TEXT PROVIDED -
*** Begin section ***

NIST Study Published Today Measures Performance Accuracy Of Contactless Fingerprint Scanning Technologies

NIST evaluated several commercially available contactless fingerprint scanning technologies in its May 2020 report. Courtesy/N. Hanacek/NIST

NIST News:

The National Institute of Standards and Technology (NIST) has evaluated several commercially available contactless fingerprint scanning technologies, allowing users to compare their performance to conventional devices that require physical contact between a person’s fingers and the scanner.

The results of the study, published today as NIST Interagency Report (NISTIR) 8307: Interoperability Assessment 2019: Contactless-to-Contact Fingerprint Capture, show that devices requiring physical contact remain superior to contactless technology at matching scanned prints to images in a database.

However, when contactless devices scan multiple fingers on a hand, it improves their performance. Contactless devices that scanned multiple fingers also seldom made “false positive” errors that incorrectly matched one person’s print with another’s record.

The publication updates NIST’s July 2018 study on contactless capture and is intended to assist organizations that use fingerprint-scanning technology.

*** End section ***

WHAT YOU NEED TO DO -
**1)** In the article about the NIST contactless fingerprint study, why did NIST evaluate the contactless scanning technologies? Answer in one to three sentences.
**2)** According to the article about the NIST contactless fingerprint study, what is the number of the NIST Interagency Report that published the results?
**3)** Carry on the article about the NIST contactless fingerprint study from its final sentence.

SUPPLIED ENTRIES -
*** Begin section ***

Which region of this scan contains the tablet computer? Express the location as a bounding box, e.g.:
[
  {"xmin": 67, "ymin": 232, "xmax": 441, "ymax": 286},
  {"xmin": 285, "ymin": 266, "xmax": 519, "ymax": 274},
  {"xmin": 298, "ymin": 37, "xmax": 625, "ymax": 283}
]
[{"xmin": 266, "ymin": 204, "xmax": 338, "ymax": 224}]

*** End section ***

ANSWERS TO THE TASKS -
**1)** NIST evaluated several commercially available contactless fingerprint scanning technologies so that users could compare their performance with conventional devices that require physical contact between a person's fingers and the scanner. The publication updates NIST's July 2018 study on contactless capture and is meant to assist organizations that use fingerprint-scanning technology.

**2)** The results were published as NIST Interagency Report (NISTIR) 8307.

**3)**
“The report summarizes the state of the art of contactless fingerprint scanning,” said John Libert, one of the report’s authors. “It can help anyone interested in adopting contactless technology to evaluate the cost in performance they might pay by switching to contactless fingerprint capture.”

Fingerprint identification devices, which capture scans of prints intended to be matched against those stored in a database, can find use in buildings and at borders. Conventional devices typically require physical contact with an individual’s fingertips, but there is growing interest in technology that does not, in part because it might work faster and with less need for trained operators. It also might be more hygienic, an advantage the COVID-19 pandemic highlights, though the NIST study — which does not examine hygiene — predates the appearance of the virus.